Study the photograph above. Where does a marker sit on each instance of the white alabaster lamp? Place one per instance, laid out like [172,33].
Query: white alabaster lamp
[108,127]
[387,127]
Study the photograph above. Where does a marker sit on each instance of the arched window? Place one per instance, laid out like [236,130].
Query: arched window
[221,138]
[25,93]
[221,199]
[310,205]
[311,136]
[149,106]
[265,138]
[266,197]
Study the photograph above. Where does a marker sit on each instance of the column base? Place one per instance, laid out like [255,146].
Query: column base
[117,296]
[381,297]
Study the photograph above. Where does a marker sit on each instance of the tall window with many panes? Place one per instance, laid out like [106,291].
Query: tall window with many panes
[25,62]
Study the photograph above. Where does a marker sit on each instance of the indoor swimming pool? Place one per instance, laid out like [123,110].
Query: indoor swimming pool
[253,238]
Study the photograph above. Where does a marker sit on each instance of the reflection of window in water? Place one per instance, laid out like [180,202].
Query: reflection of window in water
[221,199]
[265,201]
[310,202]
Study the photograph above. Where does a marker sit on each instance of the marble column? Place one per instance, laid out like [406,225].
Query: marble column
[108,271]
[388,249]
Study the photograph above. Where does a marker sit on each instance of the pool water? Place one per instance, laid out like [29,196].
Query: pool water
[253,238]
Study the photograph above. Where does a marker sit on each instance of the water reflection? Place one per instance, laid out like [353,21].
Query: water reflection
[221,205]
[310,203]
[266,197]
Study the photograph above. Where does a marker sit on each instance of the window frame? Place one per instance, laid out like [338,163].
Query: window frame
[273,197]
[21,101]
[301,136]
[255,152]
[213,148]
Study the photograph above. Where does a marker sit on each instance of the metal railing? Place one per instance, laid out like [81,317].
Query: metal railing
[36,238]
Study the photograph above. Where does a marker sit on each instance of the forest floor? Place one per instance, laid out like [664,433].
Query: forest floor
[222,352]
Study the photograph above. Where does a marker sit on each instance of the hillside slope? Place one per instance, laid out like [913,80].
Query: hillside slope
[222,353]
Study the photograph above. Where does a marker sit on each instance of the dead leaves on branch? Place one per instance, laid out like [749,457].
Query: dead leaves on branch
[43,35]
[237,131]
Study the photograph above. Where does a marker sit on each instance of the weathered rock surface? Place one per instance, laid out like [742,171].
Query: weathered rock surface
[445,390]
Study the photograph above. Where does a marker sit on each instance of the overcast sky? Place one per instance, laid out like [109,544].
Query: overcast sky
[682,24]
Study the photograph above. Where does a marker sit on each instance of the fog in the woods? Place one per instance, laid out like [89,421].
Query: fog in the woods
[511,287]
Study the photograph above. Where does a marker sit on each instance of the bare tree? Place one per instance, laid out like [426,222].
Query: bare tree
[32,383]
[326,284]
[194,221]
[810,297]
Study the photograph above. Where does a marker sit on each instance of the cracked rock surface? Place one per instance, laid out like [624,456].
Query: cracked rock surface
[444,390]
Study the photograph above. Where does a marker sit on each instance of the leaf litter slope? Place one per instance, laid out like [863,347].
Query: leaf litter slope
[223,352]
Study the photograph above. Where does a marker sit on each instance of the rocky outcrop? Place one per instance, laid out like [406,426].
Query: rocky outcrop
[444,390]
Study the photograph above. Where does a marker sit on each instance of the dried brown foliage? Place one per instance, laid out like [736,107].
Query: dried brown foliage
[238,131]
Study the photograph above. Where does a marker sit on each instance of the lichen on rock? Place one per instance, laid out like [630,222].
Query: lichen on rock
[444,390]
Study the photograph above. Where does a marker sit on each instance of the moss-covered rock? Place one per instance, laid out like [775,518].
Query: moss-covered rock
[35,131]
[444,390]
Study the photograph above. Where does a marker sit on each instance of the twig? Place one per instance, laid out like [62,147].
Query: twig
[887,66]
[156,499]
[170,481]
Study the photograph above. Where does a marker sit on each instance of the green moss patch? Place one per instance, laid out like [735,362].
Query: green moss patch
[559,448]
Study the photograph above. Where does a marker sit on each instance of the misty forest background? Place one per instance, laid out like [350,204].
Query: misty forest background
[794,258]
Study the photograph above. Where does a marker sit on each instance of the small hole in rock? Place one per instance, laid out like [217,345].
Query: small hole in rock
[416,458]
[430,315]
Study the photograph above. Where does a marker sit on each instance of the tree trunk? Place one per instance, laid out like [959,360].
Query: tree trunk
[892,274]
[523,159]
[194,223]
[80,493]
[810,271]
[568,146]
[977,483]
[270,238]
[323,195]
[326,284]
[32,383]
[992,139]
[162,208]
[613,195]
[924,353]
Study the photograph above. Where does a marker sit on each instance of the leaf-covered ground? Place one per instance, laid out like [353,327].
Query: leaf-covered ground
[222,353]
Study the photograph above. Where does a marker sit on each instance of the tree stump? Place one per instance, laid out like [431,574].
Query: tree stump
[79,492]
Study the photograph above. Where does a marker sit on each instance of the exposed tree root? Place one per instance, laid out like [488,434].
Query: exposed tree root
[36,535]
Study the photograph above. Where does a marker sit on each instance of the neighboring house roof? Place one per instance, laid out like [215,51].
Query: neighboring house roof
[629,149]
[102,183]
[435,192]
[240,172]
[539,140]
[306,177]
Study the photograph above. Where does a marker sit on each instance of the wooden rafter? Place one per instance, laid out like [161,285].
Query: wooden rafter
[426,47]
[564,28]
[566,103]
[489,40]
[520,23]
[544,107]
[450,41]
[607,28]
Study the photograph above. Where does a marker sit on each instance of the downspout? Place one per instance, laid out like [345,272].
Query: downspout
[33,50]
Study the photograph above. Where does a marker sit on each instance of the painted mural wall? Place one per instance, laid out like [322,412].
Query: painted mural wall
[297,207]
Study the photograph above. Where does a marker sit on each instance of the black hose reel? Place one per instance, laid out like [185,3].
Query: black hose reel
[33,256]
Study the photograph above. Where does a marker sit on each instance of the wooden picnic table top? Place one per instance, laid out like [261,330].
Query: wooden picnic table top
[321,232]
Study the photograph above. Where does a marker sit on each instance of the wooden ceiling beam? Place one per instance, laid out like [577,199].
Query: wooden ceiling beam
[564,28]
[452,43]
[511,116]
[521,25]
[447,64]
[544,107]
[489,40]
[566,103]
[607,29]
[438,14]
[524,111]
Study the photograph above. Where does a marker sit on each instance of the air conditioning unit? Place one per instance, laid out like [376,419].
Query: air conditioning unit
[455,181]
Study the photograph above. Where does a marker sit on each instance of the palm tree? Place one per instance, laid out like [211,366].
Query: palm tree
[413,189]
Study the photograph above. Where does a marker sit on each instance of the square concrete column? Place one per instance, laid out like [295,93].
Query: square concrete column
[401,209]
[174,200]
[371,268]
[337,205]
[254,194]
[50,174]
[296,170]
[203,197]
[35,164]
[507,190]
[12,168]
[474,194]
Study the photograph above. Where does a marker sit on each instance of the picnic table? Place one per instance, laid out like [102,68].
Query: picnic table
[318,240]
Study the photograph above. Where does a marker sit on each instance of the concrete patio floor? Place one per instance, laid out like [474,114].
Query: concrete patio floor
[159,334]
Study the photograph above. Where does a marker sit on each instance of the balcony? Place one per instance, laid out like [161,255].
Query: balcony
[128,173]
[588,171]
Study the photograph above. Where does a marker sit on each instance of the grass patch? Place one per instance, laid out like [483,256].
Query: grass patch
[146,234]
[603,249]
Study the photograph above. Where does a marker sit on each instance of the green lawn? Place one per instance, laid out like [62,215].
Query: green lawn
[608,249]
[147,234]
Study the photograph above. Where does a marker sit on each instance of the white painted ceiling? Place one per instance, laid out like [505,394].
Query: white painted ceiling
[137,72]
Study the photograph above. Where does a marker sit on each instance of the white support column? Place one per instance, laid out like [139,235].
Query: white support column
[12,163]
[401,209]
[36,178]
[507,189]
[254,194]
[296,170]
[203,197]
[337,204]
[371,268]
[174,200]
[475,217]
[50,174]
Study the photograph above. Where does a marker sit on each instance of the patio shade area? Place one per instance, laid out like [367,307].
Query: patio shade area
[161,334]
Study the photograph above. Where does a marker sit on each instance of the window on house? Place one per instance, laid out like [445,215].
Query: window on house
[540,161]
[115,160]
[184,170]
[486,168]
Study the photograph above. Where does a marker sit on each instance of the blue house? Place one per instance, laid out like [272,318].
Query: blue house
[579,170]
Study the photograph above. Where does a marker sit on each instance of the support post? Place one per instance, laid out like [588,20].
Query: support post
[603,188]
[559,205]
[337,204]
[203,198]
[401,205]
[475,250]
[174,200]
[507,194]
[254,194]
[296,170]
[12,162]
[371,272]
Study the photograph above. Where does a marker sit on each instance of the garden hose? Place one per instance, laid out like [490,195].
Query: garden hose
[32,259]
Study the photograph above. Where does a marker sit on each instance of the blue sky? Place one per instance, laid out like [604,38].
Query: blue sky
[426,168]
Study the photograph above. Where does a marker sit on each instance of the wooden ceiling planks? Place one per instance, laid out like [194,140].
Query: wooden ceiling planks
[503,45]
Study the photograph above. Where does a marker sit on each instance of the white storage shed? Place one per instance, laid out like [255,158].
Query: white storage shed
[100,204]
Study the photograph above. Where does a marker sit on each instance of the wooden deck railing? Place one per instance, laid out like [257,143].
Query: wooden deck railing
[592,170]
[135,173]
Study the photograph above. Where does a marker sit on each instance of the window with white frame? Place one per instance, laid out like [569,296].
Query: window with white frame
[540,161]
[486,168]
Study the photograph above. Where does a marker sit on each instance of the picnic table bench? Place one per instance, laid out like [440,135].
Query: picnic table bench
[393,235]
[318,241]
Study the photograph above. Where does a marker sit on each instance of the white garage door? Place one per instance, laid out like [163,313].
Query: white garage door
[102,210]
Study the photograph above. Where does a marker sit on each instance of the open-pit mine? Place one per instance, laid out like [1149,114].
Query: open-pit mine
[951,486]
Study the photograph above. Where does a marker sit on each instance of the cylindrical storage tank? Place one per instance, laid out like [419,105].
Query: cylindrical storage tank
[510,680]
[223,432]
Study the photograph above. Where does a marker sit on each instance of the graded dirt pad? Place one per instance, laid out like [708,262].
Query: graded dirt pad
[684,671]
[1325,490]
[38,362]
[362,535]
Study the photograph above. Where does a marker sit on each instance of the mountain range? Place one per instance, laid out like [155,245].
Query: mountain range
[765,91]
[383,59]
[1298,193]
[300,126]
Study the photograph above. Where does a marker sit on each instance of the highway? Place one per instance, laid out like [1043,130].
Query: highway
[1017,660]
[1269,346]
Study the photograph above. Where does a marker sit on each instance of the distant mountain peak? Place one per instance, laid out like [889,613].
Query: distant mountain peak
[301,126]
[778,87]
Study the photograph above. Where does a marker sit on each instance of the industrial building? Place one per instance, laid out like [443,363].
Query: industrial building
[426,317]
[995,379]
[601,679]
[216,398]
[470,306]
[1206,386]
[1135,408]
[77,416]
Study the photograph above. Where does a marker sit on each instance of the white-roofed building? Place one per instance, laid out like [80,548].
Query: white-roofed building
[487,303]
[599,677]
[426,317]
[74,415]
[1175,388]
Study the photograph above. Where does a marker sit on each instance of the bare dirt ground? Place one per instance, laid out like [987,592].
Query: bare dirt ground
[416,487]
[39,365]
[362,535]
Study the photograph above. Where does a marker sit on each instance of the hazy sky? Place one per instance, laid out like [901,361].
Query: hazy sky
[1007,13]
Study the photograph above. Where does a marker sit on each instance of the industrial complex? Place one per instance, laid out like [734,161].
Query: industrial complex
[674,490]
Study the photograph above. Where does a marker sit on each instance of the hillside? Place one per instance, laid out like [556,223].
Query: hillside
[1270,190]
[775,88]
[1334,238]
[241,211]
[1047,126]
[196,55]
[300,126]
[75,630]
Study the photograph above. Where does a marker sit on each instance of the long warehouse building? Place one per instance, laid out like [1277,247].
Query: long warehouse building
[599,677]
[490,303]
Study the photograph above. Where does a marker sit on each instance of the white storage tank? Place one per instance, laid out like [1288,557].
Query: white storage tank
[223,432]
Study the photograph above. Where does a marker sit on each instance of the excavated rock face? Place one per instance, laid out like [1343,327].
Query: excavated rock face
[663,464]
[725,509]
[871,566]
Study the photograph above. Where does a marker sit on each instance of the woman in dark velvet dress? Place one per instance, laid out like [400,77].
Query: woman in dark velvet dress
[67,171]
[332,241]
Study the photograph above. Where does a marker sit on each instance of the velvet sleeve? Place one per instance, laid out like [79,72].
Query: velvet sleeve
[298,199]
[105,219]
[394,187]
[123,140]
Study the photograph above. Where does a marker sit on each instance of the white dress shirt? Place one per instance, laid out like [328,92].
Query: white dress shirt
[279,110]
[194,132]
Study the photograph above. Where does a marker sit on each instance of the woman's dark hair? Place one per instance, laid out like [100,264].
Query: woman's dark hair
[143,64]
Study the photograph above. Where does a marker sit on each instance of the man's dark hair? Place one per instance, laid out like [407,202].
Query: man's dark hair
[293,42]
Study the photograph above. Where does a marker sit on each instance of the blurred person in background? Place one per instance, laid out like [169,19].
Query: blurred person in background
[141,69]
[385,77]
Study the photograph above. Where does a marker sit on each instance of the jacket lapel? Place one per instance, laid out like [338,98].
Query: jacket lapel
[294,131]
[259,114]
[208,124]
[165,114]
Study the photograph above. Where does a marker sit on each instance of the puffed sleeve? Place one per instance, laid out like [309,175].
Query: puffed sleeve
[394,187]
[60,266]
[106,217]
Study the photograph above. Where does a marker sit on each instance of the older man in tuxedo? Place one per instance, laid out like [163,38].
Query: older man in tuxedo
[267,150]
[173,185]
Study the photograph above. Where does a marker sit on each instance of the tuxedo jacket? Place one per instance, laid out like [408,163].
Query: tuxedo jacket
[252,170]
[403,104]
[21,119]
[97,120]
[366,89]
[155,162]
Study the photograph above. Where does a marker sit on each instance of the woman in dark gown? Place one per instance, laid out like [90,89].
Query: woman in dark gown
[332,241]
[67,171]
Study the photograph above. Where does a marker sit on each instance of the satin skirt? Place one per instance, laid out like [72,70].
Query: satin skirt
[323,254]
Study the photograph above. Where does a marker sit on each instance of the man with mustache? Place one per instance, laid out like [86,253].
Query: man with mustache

_Given request_.
Quote the lines of the listing above that run from the line with "out like [328,92]." through its last line, both included, and nothing else.

_Task answer_.
Study the photograph above. Where does a marker sit on each instance of the white dress shirt? Place one per instance, laid out like [328,92].
Query: white dress shirt
[279,110]
[194,132]
Study the photograph above. Where does a marker sit on each instance of the woman's dark hair? Place one per instance, laid out like [100,264].
Query: woman's dark hair
[143,64]
Study the photograph above. Where does a marker sit on each instance of the man's dark hair? Place one per instance, laid out like [407,202].
Query: man's dark hair
[293,42]
Study the photograph above. Where does a marker sit on each instance of the blurred person in background? Place one per instance, laid out like [169,19].
Query: blurred person in background
[141,69]
[385,77]
Study the photograph above. Where does a marker sit on each instance of the jacket lapel? Place one per instance, laid out like [338,98].
Query: jacket lapel
[294,131]
[259,114]
[208,124]
[165,114]
Study the photograph above. Where does a marker sit on each instance of the puffed sleeve? Place one per instance, laid out like [309,175].
Query: puffed sleeve
[394,187]
[60,266]
[106,217]
Study the photograph above. Where does a marker sit on each instance of the older man in tuxedo? Place one per instance, laid out like [163,38].
Query: older man in tuxedo
[267,150]
[173,185]
Study the photograph above. Where does a marker sit on each instance of the tuxedo jacket? Place one per instance, laid out like [408,163].
Query: tuxedo jacket
[252,170]
[403,104]
[21,119]
[97,120]
[366,89]
[155,162]
Study the photograph above. Where does a marker sit on each instance of the woman in dark gown? Place one per instance, laid out like [90,89].
Query: woman in dark gown
[332,241]
[67,171]
Study the photograph above. Where does a marker sit on each instance of the satin skirt? Place one per instance, laid out like [72,70].
Query: satin skirt
[323,254]
Study the photograph above. Where does a marker sit on each instance of the man with mustache? Place one per instance, laid out like [86,253].
Query: man with mustache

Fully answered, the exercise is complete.